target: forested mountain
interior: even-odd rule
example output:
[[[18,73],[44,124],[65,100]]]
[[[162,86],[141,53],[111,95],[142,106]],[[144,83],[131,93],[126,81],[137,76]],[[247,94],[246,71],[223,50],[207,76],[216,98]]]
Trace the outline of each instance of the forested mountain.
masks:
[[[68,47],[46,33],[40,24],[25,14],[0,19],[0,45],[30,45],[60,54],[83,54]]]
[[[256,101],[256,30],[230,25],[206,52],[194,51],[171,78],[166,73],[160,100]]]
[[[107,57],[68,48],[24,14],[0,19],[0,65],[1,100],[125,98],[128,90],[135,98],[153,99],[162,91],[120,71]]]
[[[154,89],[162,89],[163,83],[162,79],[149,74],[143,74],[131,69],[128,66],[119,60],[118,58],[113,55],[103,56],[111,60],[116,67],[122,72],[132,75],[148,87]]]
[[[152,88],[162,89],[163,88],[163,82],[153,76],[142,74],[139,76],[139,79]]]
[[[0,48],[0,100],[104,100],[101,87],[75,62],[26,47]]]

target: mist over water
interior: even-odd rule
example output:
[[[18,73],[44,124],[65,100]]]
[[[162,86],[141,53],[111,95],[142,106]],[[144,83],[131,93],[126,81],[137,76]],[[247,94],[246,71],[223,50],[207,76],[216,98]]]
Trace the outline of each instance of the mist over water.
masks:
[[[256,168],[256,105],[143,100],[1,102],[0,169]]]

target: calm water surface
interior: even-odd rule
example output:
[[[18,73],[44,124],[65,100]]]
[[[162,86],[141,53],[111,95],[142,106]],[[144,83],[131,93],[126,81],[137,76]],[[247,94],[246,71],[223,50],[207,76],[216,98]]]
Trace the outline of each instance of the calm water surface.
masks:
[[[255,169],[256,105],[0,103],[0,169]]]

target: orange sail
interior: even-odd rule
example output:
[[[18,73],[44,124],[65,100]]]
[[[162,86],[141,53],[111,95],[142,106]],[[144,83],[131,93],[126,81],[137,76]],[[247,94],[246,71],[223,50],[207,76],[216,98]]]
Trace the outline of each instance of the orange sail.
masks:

__Job__
Print the stretch of material from the line containing "target: calm water surface" through its last line, copying every line exactly.

__Output below__
target: calm water surface
interior: even-odd rule
example output:
[[[18,73],[44,124],[65,100]]]
[[[162,86],[141,53],[111,95],[142,106]],[[144,83],[131,93],[126,81],[137,76]],[[247,94],[246,71],[223,50],[207,76],[216,98]]]
Trace the outline of each instance of the calm water surface.
masks:
[[[255,169],[256,105],[0,103],[0,169]]]

target: orange sail
interior: even-odd rule
example output:
[[[18,73],[44,124],[65,100]]]
[[[162,86],[141,53],[111,95],[142,106]],[[144,83],[131,93],[126,81],[137,76]],[[247,94],[246,71],[223,50],[207,76],[216,98]]]
Trace the outline of each instance of the orange sail.
masks:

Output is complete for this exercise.